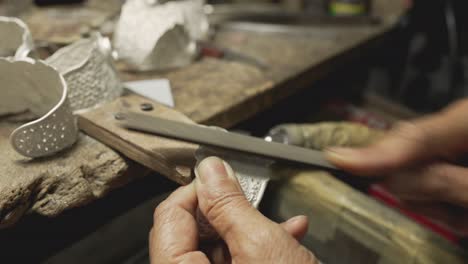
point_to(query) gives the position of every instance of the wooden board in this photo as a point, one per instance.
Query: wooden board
(48, 186)
(171, 158)
(210, 91)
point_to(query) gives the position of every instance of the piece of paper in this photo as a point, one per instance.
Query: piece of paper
(158, 90)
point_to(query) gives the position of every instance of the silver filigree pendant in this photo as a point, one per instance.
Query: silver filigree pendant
(88, 68)
(35, 87)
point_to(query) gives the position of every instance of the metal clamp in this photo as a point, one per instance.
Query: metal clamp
(19, 42)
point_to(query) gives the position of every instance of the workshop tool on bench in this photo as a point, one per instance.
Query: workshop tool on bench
(209, 50)
(216, 138)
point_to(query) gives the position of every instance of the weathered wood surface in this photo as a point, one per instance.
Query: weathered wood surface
(50, 185)
(210, 91)
(171, 158)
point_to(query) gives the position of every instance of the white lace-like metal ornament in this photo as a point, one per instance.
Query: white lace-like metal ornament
(252, 172)
(153, 36)
(36, 88)
(89, 71)
(16, 41)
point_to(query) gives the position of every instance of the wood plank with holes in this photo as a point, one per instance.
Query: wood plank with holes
(173, 159)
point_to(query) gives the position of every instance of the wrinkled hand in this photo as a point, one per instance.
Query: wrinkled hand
(417, 163)
(247, 236)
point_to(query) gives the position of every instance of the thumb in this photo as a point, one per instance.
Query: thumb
(223, 203)
(441, 135)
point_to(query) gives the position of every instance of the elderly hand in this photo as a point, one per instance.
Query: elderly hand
(417, 163)
(247, 236)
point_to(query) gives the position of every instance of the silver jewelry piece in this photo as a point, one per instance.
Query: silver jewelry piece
(16, 41)
(252, 172)
(87, 66)
(153, 36)
(35, 87)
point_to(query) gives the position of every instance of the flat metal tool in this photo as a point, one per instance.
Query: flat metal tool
(212, 137)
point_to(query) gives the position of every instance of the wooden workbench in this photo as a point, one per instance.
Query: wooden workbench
(209, 91)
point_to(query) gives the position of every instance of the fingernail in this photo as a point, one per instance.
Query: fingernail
(339, 153)
(297, 218)
(213, 169)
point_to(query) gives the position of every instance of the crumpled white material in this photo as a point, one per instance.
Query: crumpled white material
(160, 36)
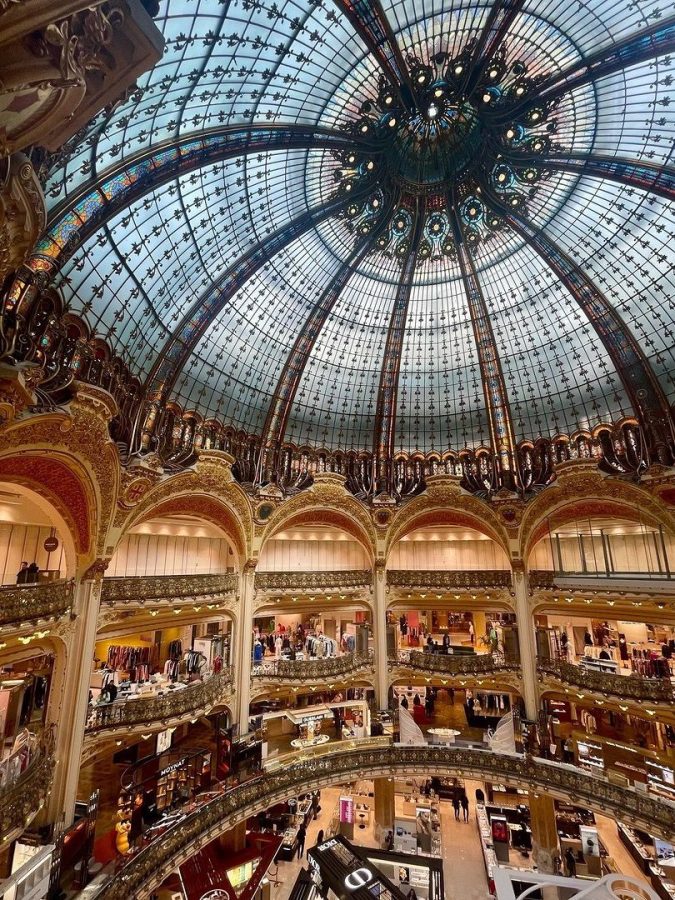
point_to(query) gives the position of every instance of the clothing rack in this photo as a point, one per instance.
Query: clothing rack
(139, 662)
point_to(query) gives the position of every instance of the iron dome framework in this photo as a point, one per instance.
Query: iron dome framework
(382, 229)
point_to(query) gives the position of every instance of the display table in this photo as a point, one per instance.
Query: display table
(305, 743)
(442, 735)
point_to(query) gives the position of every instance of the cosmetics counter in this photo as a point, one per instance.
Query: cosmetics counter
(656, 858)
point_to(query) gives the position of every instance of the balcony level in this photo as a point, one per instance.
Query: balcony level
(171, 708)
(308, 671)
(170, 589)
(372, 759)
(22, 800)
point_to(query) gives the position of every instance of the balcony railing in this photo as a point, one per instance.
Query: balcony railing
(195, 698)
(22, 800)
(313, 581)
(541, 579)
(365, 759)
(313, 669)
(627, 687)
(23, 603)
(171, 587)
(433, 578)
(442, 664)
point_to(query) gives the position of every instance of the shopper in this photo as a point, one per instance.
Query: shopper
(302, 834)
(570, 862)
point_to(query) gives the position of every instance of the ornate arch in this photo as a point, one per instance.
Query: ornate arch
(327, 502)
(69, 459)
(445, 503)
(185, 495)
(583, 491)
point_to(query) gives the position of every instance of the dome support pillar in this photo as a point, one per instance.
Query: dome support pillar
(387, 395)
(308, 334)
(494, 386)
(526, 643)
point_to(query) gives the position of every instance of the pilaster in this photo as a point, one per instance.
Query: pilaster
(72, 709)
(544, 832)
(526, 641)
(242, 663)
(380, 634)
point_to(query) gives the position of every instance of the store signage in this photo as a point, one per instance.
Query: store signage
(172, 767)
(358, 879)
(347, 810)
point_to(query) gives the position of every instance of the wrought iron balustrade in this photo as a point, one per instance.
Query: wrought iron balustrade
(313, 581)
(442, 664)
(541, 579)
(21, 801)
(432, 578)
(626, 687)
(23, 602)
(200, 695)
(170, 587)
(366, 759)
(311, 669)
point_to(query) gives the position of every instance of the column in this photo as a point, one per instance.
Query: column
(544, 832)
(384, 806)
(380, 630)
(71, 711)
(526, 642)
(242, 662)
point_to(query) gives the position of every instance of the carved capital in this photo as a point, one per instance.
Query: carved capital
(23, 213)
(96, 570)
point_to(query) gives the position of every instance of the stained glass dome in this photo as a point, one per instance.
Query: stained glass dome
(411, 226)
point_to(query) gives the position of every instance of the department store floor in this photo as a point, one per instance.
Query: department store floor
(104, 775)
(463, 867)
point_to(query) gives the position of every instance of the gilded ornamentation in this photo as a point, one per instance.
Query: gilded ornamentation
(196, 699)
(309, 670)
(64, 64)
(157, 587)
(325, 502)
(440, 664)
(15, 396)
(84, 487)
(447, 580)
(584, 490)
(313, 581)
(208, 491)
(445, 503)
(22, 800)
(22, 212)
(24, 603)
(96, 570)
(625, 687)
(372, 759)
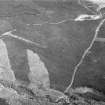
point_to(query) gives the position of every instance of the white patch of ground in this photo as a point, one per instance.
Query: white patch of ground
(39, 73)
(6, 72)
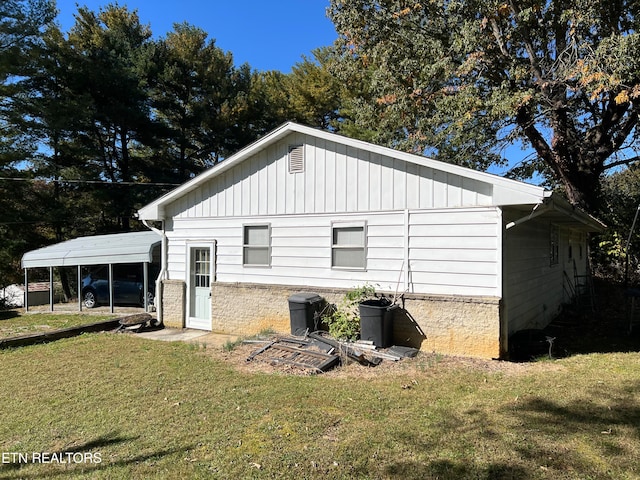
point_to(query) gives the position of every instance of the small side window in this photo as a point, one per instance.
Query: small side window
(256, 245)
(348, 246)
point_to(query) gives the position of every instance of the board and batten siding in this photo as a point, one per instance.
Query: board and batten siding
(336, 179)
(448, 252)
(537, 289)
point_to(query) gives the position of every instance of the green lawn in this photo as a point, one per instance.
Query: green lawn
(13, 324)
(152, 409)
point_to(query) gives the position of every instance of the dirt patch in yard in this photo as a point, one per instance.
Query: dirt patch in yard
(421, 364)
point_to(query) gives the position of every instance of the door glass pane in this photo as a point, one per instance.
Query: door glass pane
(201, 267)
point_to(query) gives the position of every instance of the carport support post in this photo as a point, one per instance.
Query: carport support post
(111, 287)
(79, 288)
(26, 289)
(145, 289)
(51, 288)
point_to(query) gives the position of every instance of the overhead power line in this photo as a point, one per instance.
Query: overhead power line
(94, 182)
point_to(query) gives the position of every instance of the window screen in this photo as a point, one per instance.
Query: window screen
(257, 245)
(348, 247)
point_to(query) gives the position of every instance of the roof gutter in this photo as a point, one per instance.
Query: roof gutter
(163, 268)
(538, 209)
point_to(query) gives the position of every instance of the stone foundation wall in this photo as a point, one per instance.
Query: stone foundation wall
(445, 324)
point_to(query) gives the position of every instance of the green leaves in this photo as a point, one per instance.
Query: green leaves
(445, 78)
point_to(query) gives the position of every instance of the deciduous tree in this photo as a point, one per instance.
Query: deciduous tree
(460, 79)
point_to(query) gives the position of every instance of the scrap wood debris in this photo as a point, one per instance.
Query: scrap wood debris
(319, 353)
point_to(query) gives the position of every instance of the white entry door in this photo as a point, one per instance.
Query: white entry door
(200, 273)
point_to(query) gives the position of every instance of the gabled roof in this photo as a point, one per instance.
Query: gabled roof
(134, 247)
(505, 191)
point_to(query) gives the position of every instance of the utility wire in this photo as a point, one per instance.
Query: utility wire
(96, 182)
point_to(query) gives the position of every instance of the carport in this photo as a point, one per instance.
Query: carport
(110, 250)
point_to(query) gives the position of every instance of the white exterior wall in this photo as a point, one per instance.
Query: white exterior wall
(337, 179)
(428, 231)
(536, 289)
(449, 252)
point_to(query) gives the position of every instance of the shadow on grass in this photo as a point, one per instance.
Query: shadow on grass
(449, 470)
(596, 436)
(8, 314)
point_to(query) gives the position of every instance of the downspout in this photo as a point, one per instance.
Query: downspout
(163, 267)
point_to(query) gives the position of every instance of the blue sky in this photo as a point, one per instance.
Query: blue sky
(266, 34)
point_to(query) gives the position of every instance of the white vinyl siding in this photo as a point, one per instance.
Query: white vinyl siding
(536, 290)
(450, 252)
(336, 179)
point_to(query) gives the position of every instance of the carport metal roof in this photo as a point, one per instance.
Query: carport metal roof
(133, 247)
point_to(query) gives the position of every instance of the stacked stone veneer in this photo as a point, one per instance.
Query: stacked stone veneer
(445, 324)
....................
▶ [Work instructions] Pictures excluded, transcribe the listing above exactly from the line with "the white patch" through the line with "point_to(query) gives the position of every instance of the roof", and no further.

▶ [Answer area]
point_to(query) gives the position of every instance of the white patch of ground in this photo as a point, one per instance.
Query: white patch of ground
(39, 73)
(6, 72)
point_to(query) gives the position of every instance of the small side window in this photo as a point, one per instance.
Query: small side window
(256, 245)
(348, 246)
point_to(query) gives the position of every instance of the board and batten siding in this photo as a point, one per instance.
Query: board and batten siding
(336, 179)
(448, 252)
(537, 289)
point_to(query) gives the position of every instance of the green lawn in this photo as a point, one per instance.
Query: green lawn
(13, 324)
(152, 409)
point_to(query) gives the position of every instance of the dirt patch in yard in this photo as a point, one per instance.
Query: dirt patch in yard
(421, 364)
point_to(query) gives the position of every instance of the door glass pane in this photo as a point, one per instance.
Query: door glass pane
(201, 267)
point_to(query) gives the position of every instance of the carport support post in this photo as a point, one per instance.
Query: carport support post
(111, 287)
(79, 288)
(26, 289)
(145, 289)
(51, 288)
point_to(query) gives the position of every instance of the overhead power line in this photo as a point, one per instance.
Query: overhead power line
(94, 182)
point_to(query) gives the position of every instance of the window screen in this photo as a point, one per instance.
Query: window screen
(257, 245)
(348, 247)
point_to(query) gives the position of every instance of the roof gutter in this photo as a point, one per instance.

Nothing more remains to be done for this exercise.